She was a really sweet girl, but it was rough. We would fight constantly, and things always seemed screwed up. Even with that being the case, she clung to me like I was her savior. Things would get really bad, but when I'd break up with her she'd take a bottle of pills. We were together for longer than we should have been because I didn't know how to break it off without her doing something awful. Eventually I just had to tell myself that I wasn't responsible for what she might do, and I finally just broke it off. Everything turned out OK for her, but it was a lot to deal with at 18-20 years old.

I'm not trying to tell you not to do pursue this girl, but just keep in mind that it may be a lot more work than other relationships. It can be really challenging to deal with, especially people with a history of suicidal thoughts/attempts. In retrospect, I don't regret that relationship, but I do feel like I missed out on a lot of because I was trapped in a relationship by my fear that it would, quite literally, kill her if we broke up.

○ ○ ○ ○ ○ ○ ○

TO DO |
1. In the excerpt, list every word that comes right after "really".
2. Return the passage of the excerpt from "I'm not trying" to "we broke up.", copied word for word.
3. According to the excerpt, at what ages did the writer have to deal with this relationship?

RECORDS SUPPLIED |

○ ○ ○ ○ ○ ○ ○

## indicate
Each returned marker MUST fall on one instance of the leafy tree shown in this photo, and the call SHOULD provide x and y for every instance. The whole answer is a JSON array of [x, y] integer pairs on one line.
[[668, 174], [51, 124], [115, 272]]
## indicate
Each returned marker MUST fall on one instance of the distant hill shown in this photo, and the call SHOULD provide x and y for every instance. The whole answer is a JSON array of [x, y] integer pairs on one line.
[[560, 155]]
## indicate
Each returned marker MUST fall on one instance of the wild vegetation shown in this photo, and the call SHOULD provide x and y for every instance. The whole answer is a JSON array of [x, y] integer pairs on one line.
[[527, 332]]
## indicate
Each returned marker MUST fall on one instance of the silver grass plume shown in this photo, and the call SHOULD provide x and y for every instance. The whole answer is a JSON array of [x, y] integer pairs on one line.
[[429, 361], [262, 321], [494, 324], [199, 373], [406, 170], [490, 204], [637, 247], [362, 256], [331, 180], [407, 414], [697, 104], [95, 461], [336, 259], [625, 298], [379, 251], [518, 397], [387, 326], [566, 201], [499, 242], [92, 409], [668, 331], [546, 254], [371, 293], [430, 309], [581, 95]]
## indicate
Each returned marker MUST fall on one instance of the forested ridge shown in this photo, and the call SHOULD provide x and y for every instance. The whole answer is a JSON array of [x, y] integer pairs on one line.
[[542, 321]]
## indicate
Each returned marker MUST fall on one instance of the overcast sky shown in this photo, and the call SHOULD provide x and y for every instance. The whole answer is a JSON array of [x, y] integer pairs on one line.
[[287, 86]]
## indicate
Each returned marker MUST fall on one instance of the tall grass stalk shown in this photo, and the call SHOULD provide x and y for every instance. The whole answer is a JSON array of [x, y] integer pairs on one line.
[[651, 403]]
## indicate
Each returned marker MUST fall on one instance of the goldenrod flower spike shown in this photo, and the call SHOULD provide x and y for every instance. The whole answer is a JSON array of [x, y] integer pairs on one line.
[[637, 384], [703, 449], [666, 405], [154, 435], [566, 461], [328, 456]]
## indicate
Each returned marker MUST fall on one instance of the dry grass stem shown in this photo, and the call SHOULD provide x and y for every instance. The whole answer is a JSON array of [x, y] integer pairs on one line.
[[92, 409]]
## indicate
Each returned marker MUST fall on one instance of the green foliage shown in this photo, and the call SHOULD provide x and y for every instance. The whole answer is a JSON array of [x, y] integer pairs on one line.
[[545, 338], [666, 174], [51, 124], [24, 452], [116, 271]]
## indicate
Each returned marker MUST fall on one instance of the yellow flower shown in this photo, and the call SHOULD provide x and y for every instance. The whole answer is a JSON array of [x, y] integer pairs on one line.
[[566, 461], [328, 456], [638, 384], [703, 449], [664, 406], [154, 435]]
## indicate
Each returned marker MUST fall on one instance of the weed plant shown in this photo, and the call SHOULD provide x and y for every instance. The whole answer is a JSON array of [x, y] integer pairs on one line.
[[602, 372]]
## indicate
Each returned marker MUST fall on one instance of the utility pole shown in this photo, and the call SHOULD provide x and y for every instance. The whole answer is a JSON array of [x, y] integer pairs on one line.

○ ○ ○ ○ ○ ○ ○

RESULTS |
1.
sweet
bad
challenging

2.
I'm not trying to tell you not to do pursue this girl, but just keep in mind that it may be a lot more work than other relationships. It can be really challenging to deal with, especially people with a history of suicidal thoughts/attempts. In retrospect, I don't regret that relationship, but I do feel like I missed out on a lot of because I was trapped in a relationship by my fear that it would, quite literally, kill her if we broke up.

3. From 18 to 20 years old.